:: Quoted passage
After we checked out, we kissed and parted and I went to Publix and bought a few things I need for tomorrow when Jessie and Vergil and Vergil's mama, who is visiting, are going to come out for pancakes. Lily and the boys are coming too and then the boys are staying when their mama goes to work. So it will be another busy day. I am so sorry that the weather has been so vile for Julia's visit. She brought her bike with plans to explore a bit around here but I don't know if she's done that or not. I think she helped Vergil with the kitchen project today. She is a very fine carpenter, as well as being a professional musician and potter and fabric artist and gardener and, oh, take my word for this- the woman is extremely talented.
And nice. I am honored to have her as a sister-mother. And soon, sister-grandmother.

I'm glad I got out and I'm glad to be home. I'm glad people are coming over tomorrow morning and it will be fun to make great platters of pancakes and maybe some fruit salad and bacon, of course. I wish it were going to be pretty and we could eat outside but I fear it will not be. Oh well. The house will be cozy and warm and smell of bacon and coffee and pancakes and the boys will be running around, happy to be back at Mer and Bop's where there is always something to do, somewhere to hide, some adult to coerce into doing their bidding.
Me, usually.
And perhaps the rain will back off and it will be warm enough for Boppy to take them down to Bug's house to fish for bream in the pond.

The sun has set, I suppose. I never saw it all day long but it is darker than it was before.
And the chickens have taken themselves to bed and the frogs are starting to call. The wind rattles the bones of the bare pecan trees and I can hear raindrops falling from the leaves of the magnolias, drip, drip, drip. Maurice has just gone out and I can hear her bell tinkling, even though I cannot see her. She is no doubt waiting for me to come and shut the chickens up. She accompanies me on this task, as she does when I let them out in the morning.
I am so grateful for that cat. I cannot really sleep these days unless she is cuddled next to me. She does not ask for much- indeed! she does not tolerate much, but when she lets me stroke her soft fur at night when it is darkest, I so appreciate it. My fingers sink into the softness of her winter coat and although she does not really purr, I know she likes it because when she no longer likes it, she grabs my hand and bites it and then I stop and we both settle down and go to sleep. She is not subtle and I appreciate that.

Good night, y'all. Be well.

I am SO glad you are here.

Love...Ms. Moon




Today's Script Plus Menu

Gray, chilly, raining.
This is what depression looks like.
Throw in a side-order of anxiety and you've got the perfect meal.

To eat in hell.

Sigh.

I'm such a whiner.

Hey! The sun'll come up tomorrow!

Unless it doesn't.



(Little redheaded optimist slinks off-stage, left.)

Friday, February 27, 2015

Riding Alligators And So Very Much More


It's been some day. It's had its up and its downs. Boppy and Lily and Gibson and I went to Owen's school for the Fairy Tale Ball. I dressed up! Okay, I put on make-up. And a bra-like garment under my dress. Shall I tell you about how my slip almost fell off now or later? Okay, now. It is old. The elastic suddenly lost its grip and I noticed that it was hanging about eight inches below my dress.
Ah well. At least they were both black. Who cares?
::::
#### List of tasks
A - Copy word for word the part of the blog post that opens with the words containing "Hey! The sun'll" and closes with "below my dress.".
B - List every skill or occupation the blog post attributes to Julia.
C - Write the next part of the blog post, picking up after its final line.
:: Dataset extract
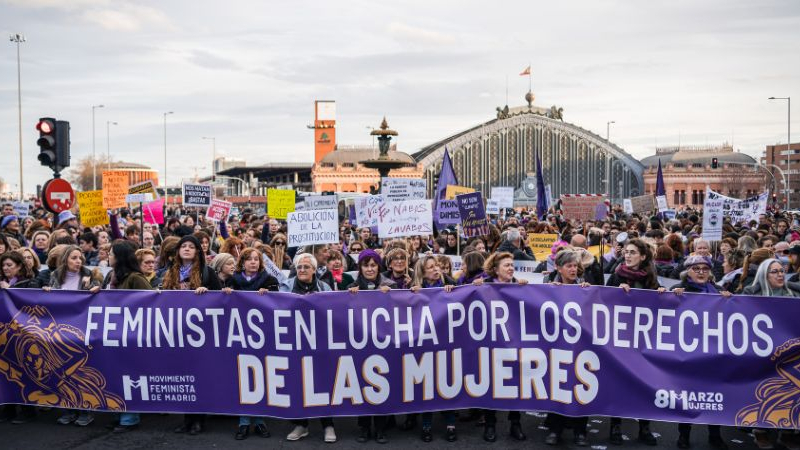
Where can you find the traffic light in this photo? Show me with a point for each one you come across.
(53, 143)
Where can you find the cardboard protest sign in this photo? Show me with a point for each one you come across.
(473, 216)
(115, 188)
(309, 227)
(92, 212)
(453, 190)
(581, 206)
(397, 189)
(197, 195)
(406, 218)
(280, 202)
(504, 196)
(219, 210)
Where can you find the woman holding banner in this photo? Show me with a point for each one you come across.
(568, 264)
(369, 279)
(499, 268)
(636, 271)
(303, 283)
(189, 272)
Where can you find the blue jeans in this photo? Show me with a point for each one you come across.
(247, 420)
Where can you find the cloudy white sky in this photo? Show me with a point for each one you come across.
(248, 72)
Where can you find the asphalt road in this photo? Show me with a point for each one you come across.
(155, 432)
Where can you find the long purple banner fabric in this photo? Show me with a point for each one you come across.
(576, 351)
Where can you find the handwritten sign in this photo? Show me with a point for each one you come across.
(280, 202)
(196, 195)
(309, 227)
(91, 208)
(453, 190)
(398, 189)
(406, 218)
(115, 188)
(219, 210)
::::
#### Task results
A -
Hey! The sun'll come up tomorrow!

Unless it doesn't.



(Little redheaded optimist slinks off-stage, left.)

Friday, February 27, 2015

Riding Alligators And So Very Much More


It's been some day. It's had its up and its downs. Boppy and Lily and Gibson and I went to Owen's school for the Fairy Tale Ball. I dressed up! Okay, I put on make-up. And a bra-like garment under my dress. Shall I tell you about how my slip almost fell off now or later? Okay, now. It is old. The elastic suddenly lost its grip and I noticed that it was hanging about eight inches below my dress.

B - carpenter, professional musician, potter, fabric artist, gardener

C -
Owen did NOT enjoy the ball. In fact, I doubt he will ever truly get over the trauma of it. He absolutely hates people watching him do things that he does not feel comfortable doing. Especially people he does not know and there were a lot of people. You can see by the expression on his face in that picture that if, given a choice, he would probably have chosen to have his face drenched in ashes water again rather than participate in the Fairy Tale Ball.
He did dance although, well...here you go. He's the one with his back to the camera at the very beginning.


But hey! At least he wasn't the poor boy who, as soon as he took his position with his princess, immediately needed to barf. Nope. Owen did not barf. He did not cry. He did what he was supposed to for three songs but his face was a rictus of agony the entire time. I wanted to grab him and run away with him. And bring him home to dance to the Rolling Stones in the hallway where we could twirl and whirl with no one watching at all.
When it was over the children were invited to dance with a parent and Owen ran to his mama and she held him and he cried and cried. I told him that he had been the bravest one because he had been afraid and done it anyway. And that I was so proud of him. We all were. And we told him over and over.

By the time the juice and cookies part of the event was over, he was pretty much okay and we let him choose where to go to lunch and as you can imagine, we ended up at Japanica! for more miso soup and sushi and so forth. He was in a good humor by then but refused to discuss any part of the Fairy Tale Ball. 

Right before we got to lunch, I talked to Hank and he told me that a woman we know, a very good friend of his for over twenty years and someone I have felt a connection with for almost as long, killed herself on Wednesday night. 
Such shock. Such sadness.
No one seems to know any details and really- none of it matters now. She had to have been in unbearable pain. She left five children. Our community is stunned. How could we not have known she was so close to the edge? Well, we didn't. And she had moved to a town south of here and so she was not surrounded by her community. Not in the real world way. 
There are no answers to something like this. None. We can only grieve and reach out to each other. 
It's not enough. But it has to be. 
She was unique, that one. I'll tell you that. She was like no other.

And then of course Leonard Nimoy died and he was not part of our community but he was part of the universal consciousness, wasn't he? A different sort of sadness, but still.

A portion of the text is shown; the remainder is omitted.